-- Start of MATERIAL SUPPLIED --

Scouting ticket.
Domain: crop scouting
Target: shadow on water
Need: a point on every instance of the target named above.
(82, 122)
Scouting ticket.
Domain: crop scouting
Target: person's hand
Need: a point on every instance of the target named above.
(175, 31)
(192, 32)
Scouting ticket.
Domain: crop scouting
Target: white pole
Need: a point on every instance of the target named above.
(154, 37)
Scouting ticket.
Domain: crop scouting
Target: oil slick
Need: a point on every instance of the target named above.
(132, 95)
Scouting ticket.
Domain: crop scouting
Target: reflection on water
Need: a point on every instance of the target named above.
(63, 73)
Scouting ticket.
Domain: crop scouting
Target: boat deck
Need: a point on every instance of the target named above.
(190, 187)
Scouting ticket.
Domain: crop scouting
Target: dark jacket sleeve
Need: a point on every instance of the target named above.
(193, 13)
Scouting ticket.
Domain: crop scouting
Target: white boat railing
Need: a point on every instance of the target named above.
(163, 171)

-- End of MATERIAL SUPPLIED --
-- Start of MATERIAL SUPPLIED --

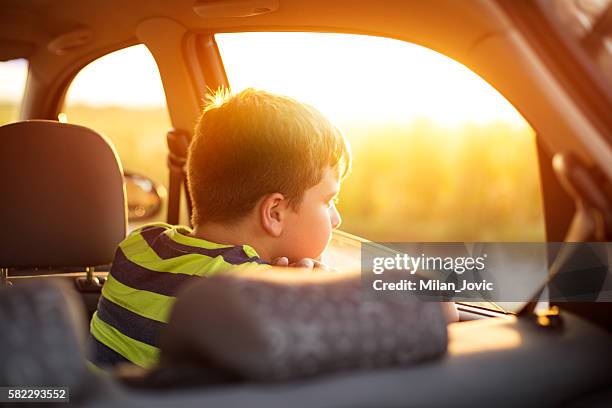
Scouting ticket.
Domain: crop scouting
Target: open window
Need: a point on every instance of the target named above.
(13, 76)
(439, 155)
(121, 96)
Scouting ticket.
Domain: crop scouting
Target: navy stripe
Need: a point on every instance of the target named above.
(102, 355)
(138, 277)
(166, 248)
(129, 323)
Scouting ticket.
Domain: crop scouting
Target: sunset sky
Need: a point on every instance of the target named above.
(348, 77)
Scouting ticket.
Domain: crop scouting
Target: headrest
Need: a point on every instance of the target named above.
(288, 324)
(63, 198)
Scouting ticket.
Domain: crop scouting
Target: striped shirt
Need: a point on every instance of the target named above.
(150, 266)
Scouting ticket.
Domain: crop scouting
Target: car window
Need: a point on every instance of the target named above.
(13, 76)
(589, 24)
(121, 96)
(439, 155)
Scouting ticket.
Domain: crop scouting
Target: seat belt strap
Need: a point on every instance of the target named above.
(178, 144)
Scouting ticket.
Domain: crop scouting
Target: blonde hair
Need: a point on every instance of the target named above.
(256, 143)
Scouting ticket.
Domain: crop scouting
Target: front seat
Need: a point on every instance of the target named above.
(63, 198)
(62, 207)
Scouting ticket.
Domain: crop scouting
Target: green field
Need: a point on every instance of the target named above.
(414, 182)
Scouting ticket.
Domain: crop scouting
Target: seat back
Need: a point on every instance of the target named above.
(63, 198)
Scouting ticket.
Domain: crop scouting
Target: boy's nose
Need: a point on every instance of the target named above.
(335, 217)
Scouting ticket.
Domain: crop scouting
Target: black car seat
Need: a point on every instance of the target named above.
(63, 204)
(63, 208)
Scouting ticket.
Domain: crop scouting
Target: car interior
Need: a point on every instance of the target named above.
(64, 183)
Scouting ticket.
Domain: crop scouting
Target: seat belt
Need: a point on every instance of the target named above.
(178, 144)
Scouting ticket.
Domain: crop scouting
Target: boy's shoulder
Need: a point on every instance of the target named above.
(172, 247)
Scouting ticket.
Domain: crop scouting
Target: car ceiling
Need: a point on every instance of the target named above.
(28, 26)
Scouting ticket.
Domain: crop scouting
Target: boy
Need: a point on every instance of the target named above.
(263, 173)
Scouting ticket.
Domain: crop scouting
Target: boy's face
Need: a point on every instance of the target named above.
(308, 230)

-- End of MATERIAL SUPPLIED --

GOAL OF THE EXERCISE:
Pull out every line of the records above that contains the string "seat", treating uppercase and lowercase as different.

THE SOLUTION:
Target: seat belt strap
Target: front seat
Target: seat back
Target: black car seat
Target: seat belt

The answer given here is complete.